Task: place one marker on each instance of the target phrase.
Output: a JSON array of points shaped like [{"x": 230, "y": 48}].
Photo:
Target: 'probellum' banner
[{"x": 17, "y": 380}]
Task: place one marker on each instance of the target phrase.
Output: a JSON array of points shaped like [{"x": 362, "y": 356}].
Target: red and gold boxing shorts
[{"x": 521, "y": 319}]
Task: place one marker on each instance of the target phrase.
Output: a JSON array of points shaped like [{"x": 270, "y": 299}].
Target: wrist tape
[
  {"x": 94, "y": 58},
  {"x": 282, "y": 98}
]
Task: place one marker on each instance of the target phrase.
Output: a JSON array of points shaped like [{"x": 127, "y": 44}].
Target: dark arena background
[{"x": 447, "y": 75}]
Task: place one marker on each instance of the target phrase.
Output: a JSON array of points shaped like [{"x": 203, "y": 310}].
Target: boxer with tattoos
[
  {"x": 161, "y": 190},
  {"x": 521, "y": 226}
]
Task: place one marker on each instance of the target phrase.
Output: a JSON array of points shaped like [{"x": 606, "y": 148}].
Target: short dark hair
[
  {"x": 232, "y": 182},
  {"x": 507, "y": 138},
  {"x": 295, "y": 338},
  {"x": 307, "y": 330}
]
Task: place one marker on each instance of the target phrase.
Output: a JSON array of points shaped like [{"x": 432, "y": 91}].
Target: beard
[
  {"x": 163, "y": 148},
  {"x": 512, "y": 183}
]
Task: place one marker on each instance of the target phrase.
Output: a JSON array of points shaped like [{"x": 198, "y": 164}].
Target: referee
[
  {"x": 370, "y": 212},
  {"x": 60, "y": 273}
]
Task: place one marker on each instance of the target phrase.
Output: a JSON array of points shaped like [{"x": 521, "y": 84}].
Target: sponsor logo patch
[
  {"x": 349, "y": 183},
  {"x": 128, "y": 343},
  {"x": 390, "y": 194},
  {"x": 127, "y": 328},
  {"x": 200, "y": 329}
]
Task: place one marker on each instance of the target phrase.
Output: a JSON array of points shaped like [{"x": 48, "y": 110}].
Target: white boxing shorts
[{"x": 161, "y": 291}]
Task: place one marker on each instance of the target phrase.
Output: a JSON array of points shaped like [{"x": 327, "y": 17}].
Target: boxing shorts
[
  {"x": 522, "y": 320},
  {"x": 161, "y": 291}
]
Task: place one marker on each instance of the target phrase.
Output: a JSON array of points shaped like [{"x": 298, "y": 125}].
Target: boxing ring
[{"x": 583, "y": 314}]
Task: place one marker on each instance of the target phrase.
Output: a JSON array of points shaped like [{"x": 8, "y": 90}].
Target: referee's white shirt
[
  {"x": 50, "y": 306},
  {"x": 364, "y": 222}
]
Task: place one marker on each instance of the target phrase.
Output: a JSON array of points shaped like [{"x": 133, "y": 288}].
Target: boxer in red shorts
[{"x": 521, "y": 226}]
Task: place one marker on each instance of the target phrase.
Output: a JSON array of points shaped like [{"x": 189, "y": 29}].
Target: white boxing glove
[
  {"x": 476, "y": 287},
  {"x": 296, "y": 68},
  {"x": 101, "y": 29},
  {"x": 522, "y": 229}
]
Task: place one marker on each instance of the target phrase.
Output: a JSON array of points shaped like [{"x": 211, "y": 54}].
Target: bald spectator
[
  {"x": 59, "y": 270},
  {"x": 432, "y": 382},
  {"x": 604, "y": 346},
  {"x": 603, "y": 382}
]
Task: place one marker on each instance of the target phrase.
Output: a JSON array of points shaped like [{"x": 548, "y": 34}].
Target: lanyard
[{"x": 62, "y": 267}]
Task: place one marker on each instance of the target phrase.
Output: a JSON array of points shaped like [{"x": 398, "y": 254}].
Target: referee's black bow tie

-- -- --

Aim of the task
Reproduce each line of the material above precisely.

Worked answer
Task: place one marker on each instance of the target phrase.
Output: a JSON array of points shaped like [{"x": 230, "y": 48}].
Photo:
Target: 'probellum' banner
[{"x": 17, "y": 380}]
Task: place one marker on each instance of the target phrase.
Output: a JSON array of points shaped like [{"x": 362, "y": 356}].
Target: red and gold boxing shorts
[{"x": 521, "y": 319}]
Task: place one marker on each instance of the target phrase.
Output: a JSON array of points shaped like [{"x": 270, "y": 299}].
Target: wrist tape
[
  {"x": 94, "y": 58},
  {"x": 282, "y": 98}
]
Task: place one marker on each instance of the target phrase.
Output: a JSON array of points shaped like [{"x": 127, "y": 44}].
Target: dark arena background
[{"x": 447, "y": 75}]
Task: place one marker on each instance of the target phrase.
Output: a JSON array of points shaped like [{"x": 203, "y": 310}].
Target: boxer with tattoos
[
  {"x": 161, "y": 190},
  {"x": 521, "y": 226}
]
Task: place one marker on each instance of the target phrase.
Output: a JSON array of points shaped like [{"x": 606, "y": 148}].
Target: short dark hair
[
  {"x": 232, "y": 182},
  {"x": 507, "y": 138},
  {"x": 295, "y": 338},
  {"x": 307, "y": 330}
]
Task: place one marker on each instance of the target phrase.
Output: a JSON array of points shaped like [{"x": 432, "y": 91}].
Target: beard
[
  {"x": 163, "y": 148},
  {"x": 512, "y": 183}
]
Task: place one marker on each instance of the target phrase.
Output: a JSON array of points shaped like [{"x": 198, "y": 164}].
Target: referee
[
  {"x": 370, "y": 212},
  {"x": 60, "y": 273}
]
Task: place one marker on each instance of the target phrase.
Output: a JSON array of points shaped like [{"x": 521, "y": 84}].
Target: sponsor logo patch
[
  {"x": 349, "y": 183},
  {"x": 128, "y": 343},
  {"x": 390, "y": 194},
  {"x": 127, "y": 328},
  {"x": 200, "y": 329}
]
Task: place one marker on each instance of the target phrase.
Output: a JSON array of points shaped like [{"x": 48, "y": 110}].
Target: white boxing shorts
[{"x": 161, "y": 291}]
Task: place one marker on each instance of the target phrase.
Output: a JSON array of points shaped like [{"x": 327, "y": 17}].
Target: boxing shorts
[
  {"x": 522, "y": 320},
  {"x": 161, "y": 291}
]
Task: place one marker on each instance of the target phrase.
Output: a JSON array of points shaped like [{"x": 298, "y": 125}].
Target: boxing ring
[{"x": 583, "y": 314}]
Task: place one marker on each instance of the target phrase.
Output: a JSON array of points shaped like [{"x": 8, "y": 90}].
Target: referee's white shirt
[
  {"x": 50, "y": 306},
  {"x": 364, "y": 222}
]
Task: place one marker on each instance of the target phrase.
Output: a JSON array of points shaped like [{"x": 133, "y": 288}].
Target: boxer in red shorts
[{"x": 521, "y": 226}]
Task: place one marker on each instance of the target phrase.
Output: a JSON array of points shaped like [{"x": 189, "y": 29}].
Target: white boxing glove
[
  {"x": 476, "y": 287},
  {"x": 296, "y": 68},
  {"x": 101, "y": 29},
  {"x": 522, "y": 229}
]
Task: place one marker on each instance of the target phrase.
Output: a JSON array of points shaped like [{"x": 211, "y": 54}].
Target: bald spectator
[
  {"x": 59, "y": 270},
  {"x": 432, "y": 382},
  {"x": 604, "y": 346},
  {"x": 603, "y": 382}
]
Task: place one marker on each instance of the target phrase.
Output: a JSON array of points shaped like [{"x": 548, "y": 34}].
Target: lanyard
[{"x": 62, "y": 267}]
Task: place one marker on each instance of the target phrase.
Output: a JSON array of points shaped like [{"x": 398, "y": 254}].
Target: referee's black bow tie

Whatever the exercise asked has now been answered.